• [引用テキスト]
+ + + + + + +

トム・ハンクス、ジュリア・ロバーツ、フィリップ・シーモア・ホフマン。ハリウッドきっての名優たちが贈るのは、この上なく素晴らしい「奇蹟」の物語…それも、実話を基にした胸躍るような物語だ。
1980年。テキサスの下院議員チャーリー・ウィルソン(トム・ハンクス)が関心を持つのは、専ら酒と女。何よりも楽しく幸せに日々を生きることがモットーなのだ。とある日もいつものように、美女たちとともにジャグジーで寛いでいたチャーリーだったが、その目に飛び込んできたのは、ソ連に攻めこまれ苦境に立たされているアフガニスタンのニュース映像だった。愛国心あふれるチャーリーは、あることを心に決める。それは「史上最大の極秘作戦」の幕開けだった…。

+ + + + + + +

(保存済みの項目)

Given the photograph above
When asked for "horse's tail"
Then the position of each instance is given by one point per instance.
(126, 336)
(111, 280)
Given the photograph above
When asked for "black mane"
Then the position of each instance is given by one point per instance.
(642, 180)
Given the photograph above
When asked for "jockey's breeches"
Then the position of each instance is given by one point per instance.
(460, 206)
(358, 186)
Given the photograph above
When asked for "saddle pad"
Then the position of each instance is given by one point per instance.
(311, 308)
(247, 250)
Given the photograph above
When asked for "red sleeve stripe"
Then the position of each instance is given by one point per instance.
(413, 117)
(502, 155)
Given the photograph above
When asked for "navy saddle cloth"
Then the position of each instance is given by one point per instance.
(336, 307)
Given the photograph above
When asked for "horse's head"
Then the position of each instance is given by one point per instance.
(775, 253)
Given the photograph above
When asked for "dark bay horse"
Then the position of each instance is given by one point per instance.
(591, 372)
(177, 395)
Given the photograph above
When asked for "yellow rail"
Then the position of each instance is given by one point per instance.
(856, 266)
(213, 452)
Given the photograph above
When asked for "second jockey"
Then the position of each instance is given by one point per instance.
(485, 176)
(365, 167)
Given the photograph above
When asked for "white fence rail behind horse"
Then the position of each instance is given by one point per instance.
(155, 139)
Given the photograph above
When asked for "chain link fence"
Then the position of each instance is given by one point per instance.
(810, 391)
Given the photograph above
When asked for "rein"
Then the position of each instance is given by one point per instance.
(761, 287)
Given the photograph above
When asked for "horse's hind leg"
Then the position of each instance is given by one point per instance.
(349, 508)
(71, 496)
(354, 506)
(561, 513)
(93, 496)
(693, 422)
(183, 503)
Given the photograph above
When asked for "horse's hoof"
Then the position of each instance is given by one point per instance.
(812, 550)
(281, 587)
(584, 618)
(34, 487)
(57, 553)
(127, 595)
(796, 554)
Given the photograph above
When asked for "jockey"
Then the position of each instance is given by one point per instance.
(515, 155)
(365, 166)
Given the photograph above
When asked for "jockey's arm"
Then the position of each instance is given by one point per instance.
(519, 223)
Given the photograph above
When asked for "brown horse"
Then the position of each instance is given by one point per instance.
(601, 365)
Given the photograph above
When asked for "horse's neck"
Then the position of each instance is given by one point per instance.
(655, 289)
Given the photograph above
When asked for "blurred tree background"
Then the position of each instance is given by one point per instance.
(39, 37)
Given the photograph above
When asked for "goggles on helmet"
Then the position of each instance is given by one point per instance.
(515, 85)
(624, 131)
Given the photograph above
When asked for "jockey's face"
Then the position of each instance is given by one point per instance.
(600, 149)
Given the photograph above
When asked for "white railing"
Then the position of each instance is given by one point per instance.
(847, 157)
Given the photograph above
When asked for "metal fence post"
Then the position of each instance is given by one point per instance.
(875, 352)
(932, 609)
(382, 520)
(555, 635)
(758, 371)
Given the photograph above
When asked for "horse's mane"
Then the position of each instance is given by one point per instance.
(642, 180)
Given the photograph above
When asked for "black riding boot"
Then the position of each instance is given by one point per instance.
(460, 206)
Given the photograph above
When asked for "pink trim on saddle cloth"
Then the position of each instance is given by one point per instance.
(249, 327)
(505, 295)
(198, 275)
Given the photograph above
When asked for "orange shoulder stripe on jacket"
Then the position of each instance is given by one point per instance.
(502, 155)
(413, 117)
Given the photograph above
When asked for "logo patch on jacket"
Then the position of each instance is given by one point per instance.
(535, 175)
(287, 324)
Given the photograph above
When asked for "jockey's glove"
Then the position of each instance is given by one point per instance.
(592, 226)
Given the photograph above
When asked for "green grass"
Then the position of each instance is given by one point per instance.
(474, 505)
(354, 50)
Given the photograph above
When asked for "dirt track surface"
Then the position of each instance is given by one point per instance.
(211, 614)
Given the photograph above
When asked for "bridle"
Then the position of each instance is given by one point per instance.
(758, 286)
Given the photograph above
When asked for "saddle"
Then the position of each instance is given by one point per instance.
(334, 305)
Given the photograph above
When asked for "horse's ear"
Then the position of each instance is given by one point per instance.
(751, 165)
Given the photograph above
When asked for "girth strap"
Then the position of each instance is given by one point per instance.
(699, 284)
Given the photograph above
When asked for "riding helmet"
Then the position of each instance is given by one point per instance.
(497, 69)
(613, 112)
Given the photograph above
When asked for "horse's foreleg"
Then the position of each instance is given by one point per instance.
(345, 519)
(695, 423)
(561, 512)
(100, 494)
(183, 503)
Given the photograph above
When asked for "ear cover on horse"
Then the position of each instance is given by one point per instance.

+ + + + + + +

• [課題の目的] 上の映画紹介文から、「トム・ハンクス、ジュリア・ロ」から「極秘作戦」の幕開けだった…。」までの範囲（末尾の語句も含む）を一字も変えずに抽出してください。

• [完全な解答]
トム・ハンクス、ジュリア・ロバーツ、フィリップ・シーモア・ホフマン。ハリウッドきっての名優たちが贈るのは、この上なく素晴らしい「奇蹟」の物語…それも、実話を基にした胸躍るような物語だ。
1980年。テキサスの下院議員チャーリー・ウィルソン(トム・ハンクス)が関心を持つのは、専ら酒と女。何よりも楽しく幸せに日々を生きることがモットーなのだ。とある日もいつものように、美女たちとともにジャグジーで寛いでいたチャーリーだったが、その目に飛び込んできたのは、ソ連に攻めこまれ苦境に立たされているアフガニスタンのニュース映像だった。愛国心あふれるチャーリーは、あることを心に決める。それは「史上最大の極秘作戦」の幕開けだった…。